(Extracted records Opens)

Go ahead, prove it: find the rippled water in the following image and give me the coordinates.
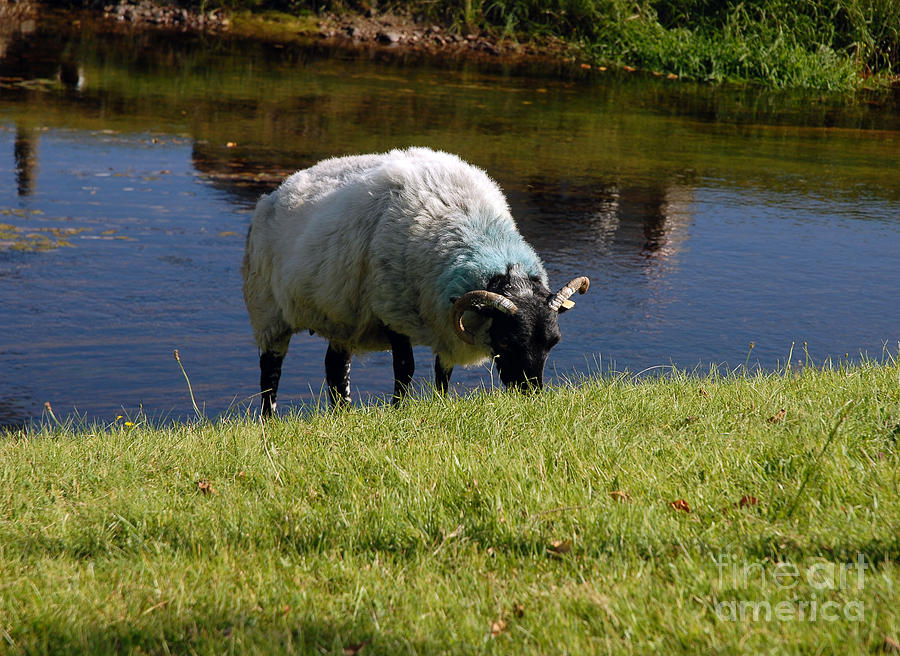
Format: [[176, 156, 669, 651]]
[[1, 13, 898, 426]]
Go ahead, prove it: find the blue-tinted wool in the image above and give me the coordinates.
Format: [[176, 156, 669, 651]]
[[437, 211, 546, 301]]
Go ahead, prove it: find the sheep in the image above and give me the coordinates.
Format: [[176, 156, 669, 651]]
[[242, 147, 589, 415]]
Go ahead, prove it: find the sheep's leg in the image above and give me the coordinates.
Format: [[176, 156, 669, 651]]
[[387, 329, 414, 405], [260, 350, 285, 418], [435, 356, 453, 394], [325, 343, 352, 408]]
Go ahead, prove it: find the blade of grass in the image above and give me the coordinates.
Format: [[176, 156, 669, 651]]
[[174, 349, 203, 421], [783, 399, 855, 519]]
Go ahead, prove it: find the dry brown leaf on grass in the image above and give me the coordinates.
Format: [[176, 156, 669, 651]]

(Extracted records Closes)

▶ Task details: Wherever a picture appears in the records, omit it, and transcribe everything else exactly.

▶ Result of the task:
Go ahead, prove it: find the rippled water in the following image and give me the coordinates.
Format: [[176, 156, 669, 651]]
[[1, 13, 898, 426]]
Go ahead, prove it: find the blue-tinted wool in the image above and give me the coordinates.
Format: [[176, 156, 669, 651]]
[[437, 211, 546, 301]]
Go ahead, prove it: find the sheep in the image above and give me the coordinates.
Format: [[176, 156, 669, 651]]
[[242, 147, 589, 415]]
Go ahead, prove it: find the sheep's leg in the image above and give me the coordinates.
Format: [[176, 156, 669, 651]]
[[387, 329, 414, 405], [260, 350, 285, 418], [435, 356, 453, 394], [325, 343, 352, 408]]
Go ahead, prove it: find the blade of grass in the image above and give me the coordinates.
Format: [[176, 156, 669, 651]]
[[174, 349, 203, 421], [783, 399, 855, 519]]
Go ahead, prove it: find the dry brown leaf on grass in the image above and give me the coordinates.
Format: [[176, 156, 669, 651]]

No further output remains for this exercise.